■ APPLY WHAT YOU READ
a - In the passage on empiricism and science, revise the part that opens with "Factually, it is" and closes with "are objectively true.", putting "full picture" in place of "whole picture".
b - According to the passage on empiricism and science, where does empiricism say true knowledge comes from?

■ PASSAGE
****

Written on November 2, 2024
The modern idea of science comes from the philosophy of empiricism. Empiricism is an epistemological philosophy that states that true knowledge comes only or mainly from sensory experience and empirical evidence.
Science is the logical continuation of this, namely putting this philosophy into practice. Collecting empirical data, in order to be able to draw objective facts from it.
But are there objective facts? Can we draw conclusions objectively? Even when working with objective empirical data?
My first example. Empirical data shows that the amount of agricultural pesticides in our food and drink is so small that, as far as we know, they are of little or no harm.
However, this does not take into account the fact that people nowadays eat and drink many different types of agricultural pesticides simultaneously. And unfortunately, the damage from the combination of these toxins appears to be worse than we thought.
Factually, it is true that the amount of agricultural pesticides in our food and drink is so small that, as far as we know, they are of little or no harm. But when you look at the whole picture, the truth appears to be different.
In this way, empirical data can be misused to draw conclusions that may not be true at all, despite the fact that the numbers used to draw this conclusion are objectively true.

****

■ STUDY MATERIAL
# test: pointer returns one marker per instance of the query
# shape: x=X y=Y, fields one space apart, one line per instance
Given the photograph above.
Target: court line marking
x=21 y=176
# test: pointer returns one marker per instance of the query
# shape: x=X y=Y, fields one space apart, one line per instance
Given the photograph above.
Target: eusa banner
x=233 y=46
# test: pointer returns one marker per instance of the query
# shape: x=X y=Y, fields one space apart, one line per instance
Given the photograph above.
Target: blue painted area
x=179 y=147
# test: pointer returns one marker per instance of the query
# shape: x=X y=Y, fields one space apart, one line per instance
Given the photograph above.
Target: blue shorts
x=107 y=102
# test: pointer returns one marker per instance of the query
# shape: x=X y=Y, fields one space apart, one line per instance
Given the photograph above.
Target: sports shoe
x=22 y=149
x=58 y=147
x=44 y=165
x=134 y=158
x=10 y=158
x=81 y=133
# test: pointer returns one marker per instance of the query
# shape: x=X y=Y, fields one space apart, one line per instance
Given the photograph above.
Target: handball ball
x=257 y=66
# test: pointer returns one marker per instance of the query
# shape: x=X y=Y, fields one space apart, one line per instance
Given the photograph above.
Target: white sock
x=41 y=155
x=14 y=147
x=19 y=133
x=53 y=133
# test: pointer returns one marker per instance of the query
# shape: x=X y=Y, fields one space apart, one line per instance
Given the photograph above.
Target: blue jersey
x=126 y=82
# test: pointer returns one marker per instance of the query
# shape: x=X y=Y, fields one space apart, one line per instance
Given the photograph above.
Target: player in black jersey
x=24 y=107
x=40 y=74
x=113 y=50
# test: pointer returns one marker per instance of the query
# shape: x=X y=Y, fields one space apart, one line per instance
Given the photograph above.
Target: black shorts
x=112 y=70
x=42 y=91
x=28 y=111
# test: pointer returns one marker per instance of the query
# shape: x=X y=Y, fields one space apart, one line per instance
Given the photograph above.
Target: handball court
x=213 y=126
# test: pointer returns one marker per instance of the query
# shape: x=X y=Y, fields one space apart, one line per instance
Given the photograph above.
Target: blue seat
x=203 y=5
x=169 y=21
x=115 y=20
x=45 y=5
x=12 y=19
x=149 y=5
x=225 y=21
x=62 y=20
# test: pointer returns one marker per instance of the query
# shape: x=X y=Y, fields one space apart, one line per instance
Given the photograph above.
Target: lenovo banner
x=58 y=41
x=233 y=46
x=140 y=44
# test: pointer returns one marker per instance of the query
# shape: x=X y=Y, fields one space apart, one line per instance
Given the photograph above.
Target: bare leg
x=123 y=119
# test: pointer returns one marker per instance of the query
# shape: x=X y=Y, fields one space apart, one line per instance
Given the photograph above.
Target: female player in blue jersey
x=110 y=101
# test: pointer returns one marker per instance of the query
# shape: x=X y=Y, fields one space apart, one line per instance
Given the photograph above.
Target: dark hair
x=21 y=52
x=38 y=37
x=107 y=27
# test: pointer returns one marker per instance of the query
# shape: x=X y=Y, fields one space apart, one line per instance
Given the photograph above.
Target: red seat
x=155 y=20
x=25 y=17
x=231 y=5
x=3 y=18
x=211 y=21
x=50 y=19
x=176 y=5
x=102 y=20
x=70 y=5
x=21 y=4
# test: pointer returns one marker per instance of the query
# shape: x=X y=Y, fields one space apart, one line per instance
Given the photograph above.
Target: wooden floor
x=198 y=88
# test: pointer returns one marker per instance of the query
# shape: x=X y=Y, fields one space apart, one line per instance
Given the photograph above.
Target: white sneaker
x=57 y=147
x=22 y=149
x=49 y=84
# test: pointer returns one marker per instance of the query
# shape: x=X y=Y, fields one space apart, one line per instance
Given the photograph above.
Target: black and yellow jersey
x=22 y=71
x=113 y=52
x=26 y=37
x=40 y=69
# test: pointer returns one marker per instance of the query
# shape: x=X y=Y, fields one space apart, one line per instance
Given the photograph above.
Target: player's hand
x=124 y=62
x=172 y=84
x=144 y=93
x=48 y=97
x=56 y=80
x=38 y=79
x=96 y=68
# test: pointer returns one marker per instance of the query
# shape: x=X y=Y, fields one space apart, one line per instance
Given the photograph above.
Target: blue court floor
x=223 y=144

****

■ ANSWERS TO EACH TASK
a -
Factually, it is true that the amount of agricultural pesticides in our food and drink is so small that, as far as we know, they are of little or no harm. But when you look at the full picture, the truth appears to be different.
In this way, empirical data can be misused to draw conclusions that may not be true at all, despite the fact that the numbers used to draw this conclusion are objectively true.

b - Only or mainly from sensory experience and empirical evidence.